# [Data for this exercise]
'''
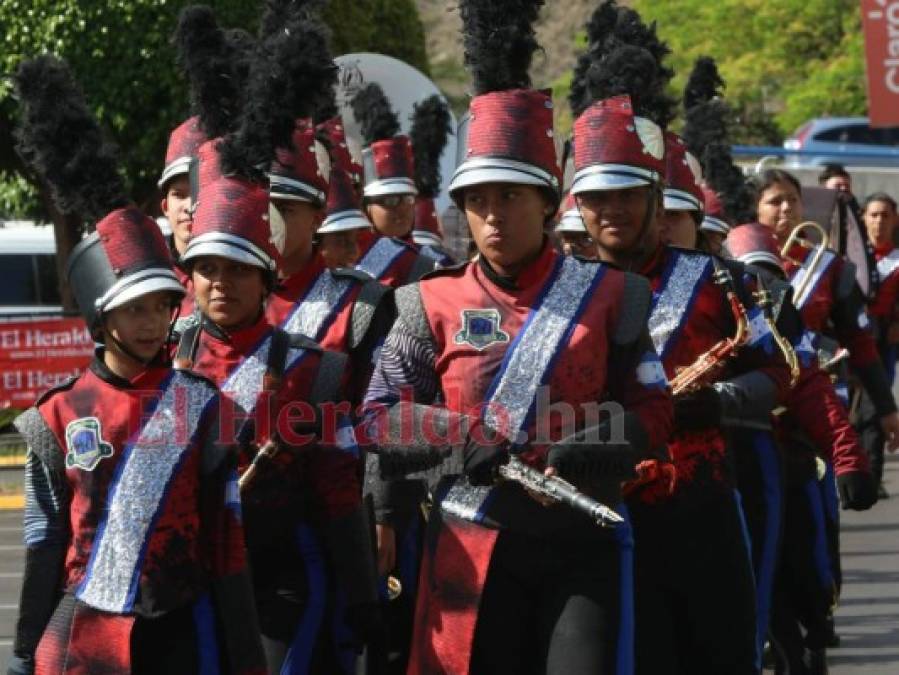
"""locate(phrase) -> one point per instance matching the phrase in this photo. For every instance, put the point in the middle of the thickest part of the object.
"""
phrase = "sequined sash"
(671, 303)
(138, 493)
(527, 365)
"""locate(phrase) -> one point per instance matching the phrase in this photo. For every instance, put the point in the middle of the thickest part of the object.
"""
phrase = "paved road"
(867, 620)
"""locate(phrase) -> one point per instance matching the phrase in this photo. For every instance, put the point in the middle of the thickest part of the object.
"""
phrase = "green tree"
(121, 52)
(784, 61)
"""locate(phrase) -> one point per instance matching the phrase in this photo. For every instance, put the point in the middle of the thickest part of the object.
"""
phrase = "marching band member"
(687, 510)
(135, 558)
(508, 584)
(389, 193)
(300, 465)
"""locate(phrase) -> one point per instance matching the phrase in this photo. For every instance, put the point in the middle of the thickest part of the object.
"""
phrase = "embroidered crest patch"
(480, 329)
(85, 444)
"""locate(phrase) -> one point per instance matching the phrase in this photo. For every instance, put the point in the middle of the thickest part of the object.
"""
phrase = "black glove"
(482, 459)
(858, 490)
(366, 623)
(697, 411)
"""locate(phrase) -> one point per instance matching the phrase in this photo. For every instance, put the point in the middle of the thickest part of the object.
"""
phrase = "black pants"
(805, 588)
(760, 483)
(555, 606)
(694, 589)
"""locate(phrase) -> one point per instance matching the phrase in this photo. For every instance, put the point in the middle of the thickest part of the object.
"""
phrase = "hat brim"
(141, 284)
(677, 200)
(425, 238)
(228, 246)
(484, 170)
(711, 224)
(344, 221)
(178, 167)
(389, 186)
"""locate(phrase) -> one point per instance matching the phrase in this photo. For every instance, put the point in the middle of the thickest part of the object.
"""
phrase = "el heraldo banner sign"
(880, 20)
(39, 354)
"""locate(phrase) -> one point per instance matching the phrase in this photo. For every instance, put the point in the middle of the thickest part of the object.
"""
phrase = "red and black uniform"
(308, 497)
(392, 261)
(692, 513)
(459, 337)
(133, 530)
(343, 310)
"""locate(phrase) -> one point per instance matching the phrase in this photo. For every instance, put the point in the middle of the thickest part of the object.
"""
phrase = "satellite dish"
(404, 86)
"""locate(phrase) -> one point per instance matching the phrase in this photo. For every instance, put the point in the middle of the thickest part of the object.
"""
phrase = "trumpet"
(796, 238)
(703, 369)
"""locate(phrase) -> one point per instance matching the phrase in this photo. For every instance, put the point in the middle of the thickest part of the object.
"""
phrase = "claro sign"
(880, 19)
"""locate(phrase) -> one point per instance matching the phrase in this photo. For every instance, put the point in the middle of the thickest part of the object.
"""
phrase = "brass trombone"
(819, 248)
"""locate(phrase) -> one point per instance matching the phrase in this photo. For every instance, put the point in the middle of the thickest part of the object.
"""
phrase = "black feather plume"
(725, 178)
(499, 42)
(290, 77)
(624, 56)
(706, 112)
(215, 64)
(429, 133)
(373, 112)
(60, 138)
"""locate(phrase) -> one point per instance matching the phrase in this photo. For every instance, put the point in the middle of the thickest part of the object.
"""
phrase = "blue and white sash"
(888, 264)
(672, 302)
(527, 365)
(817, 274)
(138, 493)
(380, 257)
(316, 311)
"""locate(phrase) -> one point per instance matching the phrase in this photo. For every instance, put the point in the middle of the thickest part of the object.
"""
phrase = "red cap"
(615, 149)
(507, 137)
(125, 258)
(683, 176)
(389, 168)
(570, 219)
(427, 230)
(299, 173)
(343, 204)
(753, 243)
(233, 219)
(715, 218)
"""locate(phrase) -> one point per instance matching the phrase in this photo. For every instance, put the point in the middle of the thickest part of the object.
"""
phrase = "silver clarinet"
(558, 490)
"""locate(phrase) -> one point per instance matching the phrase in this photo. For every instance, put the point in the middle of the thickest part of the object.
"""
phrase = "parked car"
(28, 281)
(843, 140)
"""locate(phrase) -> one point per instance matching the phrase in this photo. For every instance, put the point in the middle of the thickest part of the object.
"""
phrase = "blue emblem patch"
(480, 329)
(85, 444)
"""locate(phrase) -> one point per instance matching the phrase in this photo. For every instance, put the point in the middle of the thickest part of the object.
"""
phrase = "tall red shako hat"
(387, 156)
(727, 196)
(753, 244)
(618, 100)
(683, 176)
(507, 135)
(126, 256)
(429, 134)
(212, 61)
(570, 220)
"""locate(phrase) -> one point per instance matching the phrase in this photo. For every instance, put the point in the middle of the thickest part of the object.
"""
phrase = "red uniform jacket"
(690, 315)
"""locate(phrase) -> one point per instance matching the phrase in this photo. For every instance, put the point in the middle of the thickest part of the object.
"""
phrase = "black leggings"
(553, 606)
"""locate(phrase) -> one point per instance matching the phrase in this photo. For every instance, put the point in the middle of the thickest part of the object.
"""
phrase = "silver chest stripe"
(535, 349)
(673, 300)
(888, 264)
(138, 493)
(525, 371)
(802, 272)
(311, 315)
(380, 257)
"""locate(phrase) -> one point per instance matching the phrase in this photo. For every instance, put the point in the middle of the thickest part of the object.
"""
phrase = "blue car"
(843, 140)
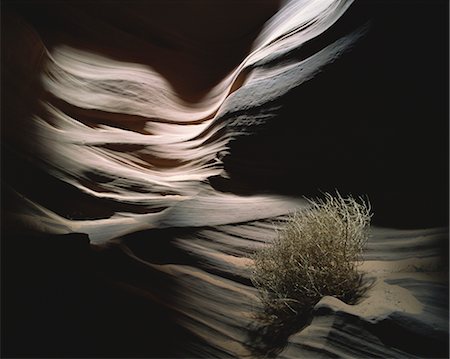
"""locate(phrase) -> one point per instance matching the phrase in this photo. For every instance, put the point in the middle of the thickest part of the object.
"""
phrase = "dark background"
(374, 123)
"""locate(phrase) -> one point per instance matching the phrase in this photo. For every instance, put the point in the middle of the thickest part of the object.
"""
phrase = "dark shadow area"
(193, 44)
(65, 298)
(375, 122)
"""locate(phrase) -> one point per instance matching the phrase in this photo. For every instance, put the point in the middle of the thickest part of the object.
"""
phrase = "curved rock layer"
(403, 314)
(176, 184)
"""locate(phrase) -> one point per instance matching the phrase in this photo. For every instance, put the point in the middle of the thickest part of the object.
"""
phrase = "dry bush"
'''
# [Goal of the exercise]
Write out each entry exactly as given, omitting any picture.

# [Solution]
"""locate(phrase) -> one point per instance matching the phrase in this photo. For every instance, put the point in the middle of the thickest part of the object.
"""
phrase = "sequined sash"
(671, 303)
(138, 493)
(527, 365)
"""locate(phrase) -> one point per instance matching the phrase in this photo. For every instance, put the point in the middle of the thickest part of the object.
"""
phrase = "paved road"
(867, 620)
"""locate(phrase) -> one point per instance matching the phrase in this photo. For every instance, put the point in the middle of the thickest part of the object.
"""
phrase = "green tree"
(121, 52)
(784, 61)
"""locate(phrase) -> one point per instance matching the phrase in this photo. For every instance, put the point in the middle of the thickest part of the object.
"""
phrase = "marching band member"
(687, 510)
(135, 558)
(508, 584)
(389, 193)
(300, 465)
"""locate(phrase) -> one point per instance matching the phrase in this photo. For every instance, put the point in the middle of the thickest part of the object.
"""
phrase = "embroidered crest patch"
(480, 329)
(85, 444)
"""locate(phrase) -> one point per instance matching the phrase in this photo. For every instance, put the point in the middle of the thickest part of the object.
"""
phrase = "black glove"
(482, 459)
(858, 490)
(366, 623)
(697, 411)
"""locate(phrase) -> one point per instance matching the phrase in this photo. For every instance, put the point in the middle of the thickest part of the object.
"""
phrase = "black pants"
(805, 588)
(760, 483)
(555, 606)
(694, 589)
"""locate(phrase) -> one point per instance matching the phrase in this photo. For every instance, put the point in the middle of the thickest part of the object.
"""
phrase = "hat brim"
(141, 284)
(677, 200)
(425, 238)
(228, 246)
(484, 170)
(711, 224)
(344, 221)
(178, 167)
(389, 186)
"""locate(phrase) -> one point per instance matching the phrase in this photo. For every instance, put the point in the middle of the thickest part of the object.
"""
phrase = "el heraldo banner sign"
(880, 20)
(39, 354)
"""locate(phrase) -> one point per instance matching the phrase in this photo. For every instance, put the point in the middle of the thickest part of the object.
"""
phrase = "red and black uniform"
(308, 497)
(392, 261)
(692, 513)
(459, 337)
(133, 530)
(343, 310)
"""locate(phrase) -> one point per instance matching the phrase in this photo. For every instance, put the point in the middle of the thickest part of the object.
"""
phrase = "satellite dish"
(404, 86)
"""locate(phrase) -> one point per instance matching the phrase in this photo. For every instance, put the point in the middle of the thickest part of the object.
"""
phrase = "trumpet"
(796, 238)
(703, 369)
"""locate(phrase) -> one point per instance matching the phrase in this photo. For every instance, put the point in the middle of the thickest part of the object.
"""
phrase = "claro sign"
(880, 19)
"""locate(phrase) -> one point per instance matching the phrase in this photo. For every instance, put the point in the middle of the thickest part of the object.
"""
phrase = "brass trombone"
(819, 248)
"""locate(phrase) -> one point per instance matching the phrase in this photo. For every instance, put the point in the middle of the thickest part of the object.
"""
phrase = "black feather plume"
(725, 178)
(499, 42)
(290, 77)
(624, 56)
(706, 112)
(215, 64)
(429, 133)
(373, 112)
(60, 138)
"""locate(phrase) -> one point per instance matching the phrase in this photo. For every instance, put the point in the middle of the thickest part of the object.
"""
phrase = "blue and white sash"
(888, 264)
(672, 302)
(527, 365)
(817, 274)
(138, 493)
(380, 257)
(316, 311)
"""locate(phrase) -> one point per instance matching the phrase in this photo. For every instance, put the point in the middle of the thickest part of the object.
"""
phrase = "red cap"
(615, 149)
(507, 137)
(125, 258)
(683, 176)
(389, 168)
(570, 219)
(427, 230)
(299, 173)
(343, 204)
(753, 243)
(233, 219)
(715, 218)
"""locate(phrase) -> one point per instance matching the phrase in this photo. For every instance, put the point in the middle of the thickest part of the object.
"""
phrase = "silver clarinet"
(558, 490)
"""locate(phrase) -> one point per instance matching the phrase in this photo. For every instance, put the point in the middle of the thickest part of the object.
"""
phrase = "parked car"
(28, 281)
(843, 140)
"""locate(phrase) -> one point per instance matching the phrase in this photo. For every instance, put the point in the middle of the thickest part of the object.
"""
phrase = "blue emblem patch"
(480, 329)
(85, 444)
"""locate(phrase) -> one point per instance matching the phrase in this photo. For every instance, put the point in the middle of the thickest part of the object.
"""
phrase = "tall red shako hat"
(387, 156)
(727, 196)
(753, 244)
(618, 100)
(683, 176)
(507, 135)
(126, 256)
(429, 134)
(212, 61)
(570, 220)
"""locate(phrase) -> one point per instance matching the phrase in this photo. For every instance, put the point in the middle of the thickest part of the object.
"""
phrase = "red uniform jacket"
(690, 315)
"""locate(phrase) -> one point per instance matching the phrase in this photo. For every instance, put the point in the middle of the thickest part of the object.
"""
phrase = "black leggings"
(553, 606)
"""locate(phrase) -> one point per instance matching the phrase in this photo. For every instance, put the point in the middle of the thickest part of the object.
"""
phrase = "silver chest stripe"
(535, 349)
(673, 300)
(888, 264)
(138, 493)
(525, 371)
(802, 272)
(311, 315)
(380, 257)
"""locate(phrase) -> one point per instance matching the phrase in this photo. For every instance, put the point in the middle of the thickest part of the object.
"""
phrase = "blue car"
(843, 140)
"""locate(phrase) -> one point per instance matching the phrase in this photo. For every instance, put the point in the middle of the thickest part of the object.
"""
phrase = "dark background"
(374, 123)
"""locate(phrase) -> one point per instance matching the phrase in this photo. For every instance, put the point in the middle of the thickest part of the object.
"""
phrase = "dark shadow area"
(193, 44)
(65, 298)
(375, 122)
"""locate(phrase) -> one point per instance matching the phrase in this photo. For every instance, put the point in the middle of the thickest part of the object.
"""
phrase = "curved rock layer"
(403, 314)
(176, 184)
"""locate(phrase) -> one point per instance matching the phrase in this photo. For every instance, put the point in the middle of the thickest part of the object.
"""
phrase = "dry bush"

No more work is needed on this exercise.